## THE PROBLEM
Please rewrite all of the records below with "Target" replaced by "Object" wherever it appears, keeping everything else the same. Leave the pictures out of your answer.

Point annotation records
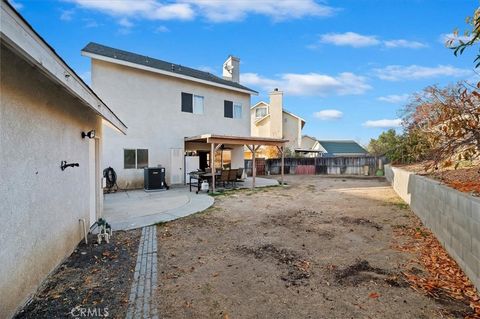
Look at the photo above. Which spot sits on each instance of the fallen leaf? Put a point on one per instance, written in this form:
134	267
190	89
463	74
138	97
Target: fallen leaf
373	295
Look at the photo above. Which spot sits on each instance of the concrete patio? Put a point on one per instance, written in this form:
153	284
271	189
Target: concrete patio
136	208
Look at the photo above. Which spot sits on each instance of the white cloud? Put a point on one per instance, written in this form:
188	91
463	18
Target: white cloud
401	43
394	98
310	84
212	10
66	15
124	22
162	29
357	40
140	9
90	23
454	39
383	123
415	72
328	115
15	4
349	39
236	10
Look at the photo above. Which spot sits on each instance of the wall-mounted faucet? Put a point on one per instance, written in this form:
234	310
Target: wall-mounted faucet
64	165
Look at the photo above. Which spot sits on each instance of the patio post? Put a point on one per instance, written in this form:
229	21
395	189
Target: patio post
281	149
212	165
254	166
283	161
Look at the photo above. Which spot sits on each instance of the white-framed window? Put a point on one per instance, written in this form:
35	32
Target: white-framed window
198	104
260	112
193	103
237	110
135	158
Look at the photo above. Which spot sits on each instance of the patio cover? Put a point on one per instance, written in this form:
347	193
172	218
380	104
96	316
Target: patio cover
251	142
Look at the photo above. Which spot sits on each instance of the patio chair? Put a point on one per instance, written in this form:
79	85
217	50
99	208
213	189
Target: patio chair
232	176
239	175
224	177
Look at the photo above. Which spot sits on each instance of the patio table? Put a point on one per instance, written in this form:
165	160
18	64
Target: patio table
199	177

## TASK ANSWER
Look at the photo above. Which spot sits on each instance of the fallen leaf? Put a point on one per instance, written in this form:
134	267
190	89
463	74
138	97
Object: fallen leaf
373	295
Look at the photo above. Which spot sits on each instance of the concrete patio? Put a point on one per instance, written in this form:
153	284
271	189
Object: concrete patio
136	208
Look at the photo above. Which spot sits on each instance of the white cloud? Put a point on one per instance, written in this form:
188	91
463	18
Object: white cloud
401	43
394	98
310	84
212	10
66	15
124	22
162	29
357	40
140	9
90	23
454	39
383	123
415	72
328	115
15	4
349	39
236	10
Look at the photo above. Which spot sits on each instance of the wall-mounted faucet? Put a point on one per instance, written in this form:
234	310
Object: wall-mounted faucet
64	165
Look at the photo above. Which spot sits on each instance of the patio post? Put a point on one per instance, written in this form:
229	21
395	189
Object: patio post
281	149
212	165
254	166
283	161
Look at the photo above. Which spot sits on each instance of the white-framed window? Put a point on one per instance, written in this form:
35	32
Object: white-framed window
198	104
260	112
193	103
237	110
135	158
Look at the photo above. Which spot sits on each instance of the patio cover? Put a point on one per instance, written in this form:
347	193
172	218
380	104
96	316
Object: patio cover
251	142
Look at the photo above. Which spot sits on each instance of the patio chair? Put a point on one per instance, written in this form:
79	85
217	50
99	208
213	189
Object: patio chair
232	176
239	175
224	177
Look at the photo above. Which spot sits on each instance of the patio table? Put a point on one per instance, written in this form:
165	160
18	64
Object: patio table
199	177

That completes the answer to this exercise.